━━━ Exercise material ━━━

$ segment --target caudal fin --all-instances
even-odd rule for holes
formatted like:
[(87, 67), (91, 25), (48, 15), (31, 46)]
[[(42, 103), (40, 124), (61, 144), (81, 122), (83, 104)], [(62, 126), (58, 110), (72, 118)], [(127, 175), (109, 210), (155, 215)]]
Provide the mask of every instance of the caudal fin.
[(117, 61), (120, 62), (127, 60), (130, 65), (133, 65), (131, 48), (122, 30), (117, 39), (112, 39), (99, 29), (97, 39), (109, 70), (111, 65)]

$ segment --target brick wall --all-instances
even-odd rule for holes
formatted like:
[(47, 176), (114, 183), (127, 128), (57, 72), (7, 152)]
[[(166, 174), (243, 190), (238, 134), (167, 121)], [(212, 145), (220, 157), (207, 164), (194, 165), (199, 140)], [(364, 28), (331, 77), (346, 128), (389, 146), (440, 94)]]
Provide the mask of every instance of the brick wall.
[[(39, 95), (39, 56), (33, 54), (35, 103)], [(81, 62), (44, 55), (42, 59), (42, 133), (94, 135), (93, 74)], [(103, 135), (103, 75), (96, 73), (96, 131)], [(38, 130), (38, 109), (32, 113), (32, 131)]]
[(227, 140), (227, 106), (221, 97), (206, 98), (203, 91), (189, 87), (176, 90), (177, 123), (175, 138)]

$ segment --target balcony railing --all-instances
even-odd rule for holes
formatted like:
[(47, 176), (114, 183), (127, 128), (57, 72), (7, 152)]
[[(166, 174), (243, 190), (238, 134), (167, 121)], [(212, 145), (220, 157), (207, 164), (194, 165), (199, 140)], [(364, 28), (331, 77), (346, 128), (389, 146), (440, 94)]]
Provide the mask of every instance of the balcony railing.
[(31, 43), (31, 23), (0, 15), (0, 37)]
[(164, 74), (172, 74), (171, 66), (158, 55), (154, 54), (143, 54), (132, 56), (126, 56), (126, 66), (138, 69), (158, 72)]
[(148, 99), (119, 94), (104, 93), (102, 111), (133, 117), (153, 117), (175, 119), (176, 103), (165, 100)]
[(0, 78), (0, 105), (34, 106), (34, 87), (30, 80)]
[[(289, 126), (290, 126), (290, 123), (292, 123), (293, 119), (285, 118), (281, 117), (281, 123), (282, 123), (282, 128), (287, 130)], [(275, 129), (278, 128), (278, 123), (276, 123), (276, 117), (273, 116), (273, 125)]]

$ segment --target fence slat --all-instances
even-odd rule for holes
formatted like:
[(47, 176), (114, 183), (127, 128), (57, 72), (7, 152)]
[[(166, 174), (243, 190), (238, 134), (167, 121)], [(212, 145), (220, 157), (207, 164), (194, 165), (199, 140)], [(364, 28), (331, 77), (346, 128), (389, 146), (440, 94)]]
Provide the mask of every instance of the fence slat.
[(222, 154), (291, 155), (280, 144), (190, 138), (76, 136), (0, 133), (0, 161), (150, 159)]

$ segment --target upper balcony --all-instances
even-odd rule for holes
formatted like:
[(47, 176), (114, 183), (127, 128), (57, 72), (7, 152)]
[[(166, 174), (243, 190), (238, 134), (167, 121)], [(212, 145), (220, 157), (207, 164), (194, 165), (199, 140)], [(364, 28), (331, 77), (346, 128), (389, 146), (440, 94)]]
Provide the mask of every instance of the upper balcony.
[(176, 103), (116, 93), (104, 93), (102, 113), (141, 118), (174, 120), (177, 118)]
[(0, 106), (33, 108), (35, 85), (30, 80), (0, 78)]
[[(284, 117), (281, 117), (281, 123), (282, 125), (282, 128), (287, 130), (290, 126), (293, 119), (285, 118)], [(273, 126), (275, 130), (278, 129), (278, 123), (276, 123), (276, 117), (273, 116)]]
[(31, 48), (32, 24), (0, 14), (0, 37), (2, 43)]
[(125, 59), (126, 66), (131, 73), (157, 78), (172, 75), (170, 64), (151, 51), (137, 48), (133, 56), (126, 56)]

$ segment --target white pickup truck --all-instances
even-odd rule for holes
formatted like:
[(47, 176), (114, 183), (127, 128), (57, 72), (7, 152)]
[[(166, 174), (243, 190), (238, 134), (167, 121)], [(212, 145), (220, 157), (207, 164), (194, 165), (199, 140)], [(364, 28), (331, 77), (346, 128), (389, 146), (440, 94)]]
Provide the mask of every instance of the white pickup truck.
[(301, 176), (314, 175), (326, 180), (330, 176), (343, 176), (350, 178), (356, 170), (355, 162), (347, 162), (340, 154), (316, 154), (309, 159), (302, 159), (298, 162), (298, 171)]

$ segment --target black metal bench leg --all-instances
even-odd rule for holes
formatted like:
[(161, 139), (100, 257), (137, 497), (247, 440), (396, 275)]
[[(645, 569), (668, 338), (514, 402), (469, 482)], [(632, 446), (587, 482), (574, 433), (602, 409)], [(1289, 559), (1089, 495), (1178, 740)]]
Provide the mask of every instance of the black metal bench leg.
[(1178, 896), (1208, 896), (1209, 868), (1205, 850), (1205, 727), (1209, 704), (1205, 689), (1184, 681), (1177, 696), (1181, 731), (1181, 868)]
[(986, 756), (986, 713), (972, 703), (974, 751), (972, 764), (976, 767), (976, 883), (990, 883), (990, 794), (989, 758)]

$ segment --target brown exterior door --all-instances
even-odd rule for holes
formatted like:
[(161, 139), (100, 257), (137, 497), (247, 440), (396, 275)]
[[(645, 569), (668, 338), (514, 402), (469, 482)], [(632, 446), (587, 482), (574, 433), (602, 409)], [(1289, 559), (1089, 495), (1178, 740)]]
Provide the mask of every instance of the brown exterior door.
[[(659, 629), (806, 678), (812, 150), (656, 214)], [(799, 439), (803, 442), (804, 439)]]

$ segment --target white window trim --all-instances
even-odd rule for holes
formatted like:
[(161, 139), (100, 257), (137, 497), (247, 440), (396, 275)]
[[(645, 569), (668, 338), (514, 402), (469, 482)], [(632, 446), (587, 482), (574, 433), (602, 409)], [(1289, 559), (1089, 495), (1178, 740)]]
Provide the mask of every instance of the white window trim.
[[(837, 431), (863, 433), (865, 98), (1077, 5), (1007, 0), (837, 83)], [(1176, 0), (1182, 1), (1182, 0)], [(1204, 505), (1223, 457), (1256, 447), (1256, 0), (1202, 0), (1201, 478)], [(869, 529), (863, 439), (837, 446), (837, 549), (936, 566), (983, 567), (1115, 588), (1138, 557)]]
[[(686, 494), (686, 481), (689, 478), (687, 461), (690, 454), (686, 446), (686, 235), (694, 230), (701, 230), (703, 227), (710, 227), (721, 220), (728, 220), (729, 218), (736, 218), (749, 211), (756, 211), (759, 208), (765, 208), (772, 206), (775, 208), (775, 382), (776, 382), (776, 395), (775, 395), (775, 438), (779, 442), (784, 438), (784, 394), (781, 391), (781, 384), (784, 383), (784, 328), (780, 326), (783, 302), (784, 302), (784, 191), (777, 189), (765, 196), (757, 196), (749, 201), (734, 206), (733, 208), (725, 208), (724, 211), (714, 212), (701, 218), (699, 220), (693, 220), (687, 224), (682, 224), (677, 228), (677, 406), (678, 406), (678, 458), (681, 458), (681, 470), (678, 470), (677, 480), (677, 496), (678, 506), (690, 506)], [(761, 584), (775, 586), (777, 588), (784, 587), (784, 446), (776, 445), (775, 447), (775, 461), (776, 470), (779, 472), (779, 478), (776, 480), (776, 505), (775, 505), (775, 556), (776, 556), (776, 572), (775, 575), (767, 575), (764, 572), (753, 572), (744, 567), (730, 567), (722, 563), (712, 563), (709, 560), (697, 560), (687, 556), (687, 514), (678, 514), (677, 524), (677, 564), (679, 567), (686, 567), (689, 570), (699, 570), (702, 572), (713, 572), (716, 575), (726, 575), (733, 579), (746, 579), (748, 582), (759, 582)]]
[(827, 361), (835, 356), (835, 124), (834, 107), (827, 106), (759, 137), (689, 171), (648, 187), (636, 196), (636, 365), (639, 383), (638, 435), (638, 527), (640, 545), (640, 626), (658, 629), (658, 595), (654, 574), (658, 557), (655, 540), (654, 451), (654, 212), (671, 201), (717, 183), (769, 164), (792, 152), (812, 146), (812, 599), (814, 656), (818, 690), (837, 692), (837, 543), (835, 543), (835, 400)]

━━━

Directive: Quote verbatim the stretch of items from the line containing "exterior door --all-instances" through the line containing "442), (804, 439)]]", including both of those lines.

Answer to this problem:
$ segment --target brown exterior door --all-instances
even-odd rule for holes
formatted like:
[(161, 139), (100, 257), (137, 497), (247, 440), (396, 275)]
[[(645, 569), (668, 338), (514, 402), (469, 482)], [(632, 446), (587, 482), (574, 433), (602, 409)], [(1289, 559), (1089, 495), (1178, 740)]]
Provide the mask of every instance of the brown exterior door.
[[(659, 629), (806, 678), (812, 150), (656, 214)], [(799, 439), (803, 442), (804, 439)]]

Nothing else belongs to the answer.